### KUTIPAN TEKS
Kronika Pasai menyebut Malikus Saleh masuk Islam lewat jalur mimpi. Dalam mimpi itu, Malikus Saleh bertemu Nabi Muhammad.
Setelah menganut Islam, Meurah Silu mendapat gelar Sultan Malikus Saleh.
Naskah-naskah lama memang kental sekali dengan pengagungan kepada pemimpin dan cerita berbalut mitos.
Meski kebenaran mimpi tersebut sukar diverifikasi, cerita itu menandakan bahwa Pasai punya keterikatan dengan Islam dan ajaran sufi.
Ajaran sufi mengakui keabsahan mimpi sebagai salah satu sumber pencerahan dan pengetahuan.
Masyarakat Pasai
Selain pemimpin, rakyat Samudra Pasai juga menganut Islam. Ibnu Batuttah, seorang penjelajah samudera dari negeri Maroko, pernah mengunjungi Samudra Pasai selama 15 hari pada tahun 1345.
Batuttah memberikan keterangan jelas tentang kehidupan masyarakat di Samudra Pasai. Ia menyebut pemimpin Pasai yang bergelar Malikus Zahir sebagai orang yang ramah.
Gelar sultan itu mirip dengan gelar anak kandung Malikus Saleh, tapi sultan yang ditemui oleh Batuttah bukanlah anak kandungnya. Sebab anak Malikus Saleh telah wafat pada tahun 1326.

### TUJUAN LATIHAN
- 1) Salinlah bagian kutipan tentang Samudra Pasai mulai dari "Meski kebenaran mimpi" sampai dengan "orang yang ramah." tanpa perubahan apa pun.
- 2) Menurut kutipan tentang Samudra Pasai, berapa lama Ibnu Batuttah mengunjungi Samudra Pasai?
Baris-baris data di bawah ini tidak memiliki hubungan dengan kutipan tentang Samudra Pasai.

### BARIS TERSIMPAN
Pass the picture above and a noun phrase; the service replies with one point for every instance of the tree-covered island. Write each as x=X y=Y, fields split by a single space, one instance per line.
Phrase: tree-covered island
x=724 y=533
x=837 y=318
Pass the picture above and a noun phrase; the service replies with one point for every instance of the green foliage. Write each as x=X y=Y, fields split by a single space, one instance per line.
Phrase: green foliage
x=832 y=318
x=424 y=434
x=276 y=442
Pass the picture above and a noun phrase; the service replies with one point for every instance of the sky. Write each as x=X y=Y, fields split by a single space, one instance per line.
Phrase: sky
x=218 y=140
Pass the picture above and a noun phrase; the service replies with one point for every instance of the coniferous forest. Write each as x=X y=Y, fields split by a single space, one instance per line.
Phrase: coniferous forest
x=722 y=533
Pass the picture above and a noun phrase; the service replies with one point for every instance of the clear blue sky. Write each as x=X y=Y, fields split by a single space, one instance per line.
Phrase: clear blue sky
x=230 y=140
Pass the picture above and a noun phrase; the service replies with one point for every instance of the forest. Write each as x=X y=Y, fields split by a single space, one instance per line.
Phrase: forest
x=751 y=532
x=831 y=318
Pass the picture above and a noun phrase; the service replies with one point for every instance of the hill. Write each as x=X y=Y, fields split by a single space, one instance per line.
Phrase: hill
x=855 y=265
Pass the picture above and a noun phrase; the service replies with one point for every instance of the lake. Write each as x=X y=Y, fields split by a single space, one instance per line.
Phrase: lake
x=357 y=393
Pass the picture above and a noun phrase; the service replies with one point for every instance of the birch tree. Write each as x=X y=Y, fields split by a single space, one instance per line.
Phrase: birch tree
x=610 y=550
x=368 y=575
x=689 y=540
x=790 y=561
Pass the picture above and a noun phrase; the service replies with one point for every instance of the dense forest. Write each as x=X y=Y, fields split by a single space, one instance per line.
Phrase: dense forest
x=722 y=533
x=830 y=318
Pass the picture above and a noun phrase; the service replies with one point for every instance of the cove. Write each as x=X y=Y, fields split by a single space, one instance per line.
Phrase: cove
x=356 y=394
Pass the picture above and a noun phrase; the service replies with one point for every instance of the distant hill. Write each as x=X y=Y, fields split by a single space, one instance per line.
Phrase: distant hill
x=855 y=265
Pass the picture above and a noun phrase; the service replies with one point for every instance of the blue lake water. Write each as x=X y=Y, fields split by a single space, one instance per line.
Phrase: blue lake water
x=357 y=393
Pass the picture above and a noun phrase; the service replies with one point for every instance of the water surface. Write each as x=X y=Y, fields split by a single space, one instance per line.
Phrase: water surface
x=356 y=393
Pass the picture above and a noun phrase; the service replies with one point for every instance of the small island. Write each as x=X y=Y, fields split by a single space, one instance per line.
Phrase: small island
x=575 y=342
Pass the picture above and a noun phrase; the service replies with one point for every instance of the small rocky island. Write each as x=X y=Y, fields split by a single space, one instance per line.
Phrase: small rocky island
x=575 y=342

### KUNCI JAWABAN
- 1)
Meski kebenaran mimpi tersebut sukar diverifikasi, cerita itu menandakan bahwa Pasai punya keterikatan dengan Islam dan ajaran sufi.
Ajaran sufi mengakui keabsahan mimpi sebagai salah satu sumber pencerahan dan pengetahuan.
Masyarakat Pasai
Selain pemimpin, rakyat Samudra Pasai juga menganut Islam. Ibnu Batuttah, seorang penjelajah samudera dari negeri Maroko, pernah mengunjungi Samudra Pasai selama 15 hari pada tahun 1345.
Batuttah memberikan keterangan jelas tentang kehidupan masyarakat di Samudra Pasai. Ia menyebut pemimpin Pasai yang bergelar Malikus Zahir sebagai orang yang ramah.

- 2) Selama 15 hari.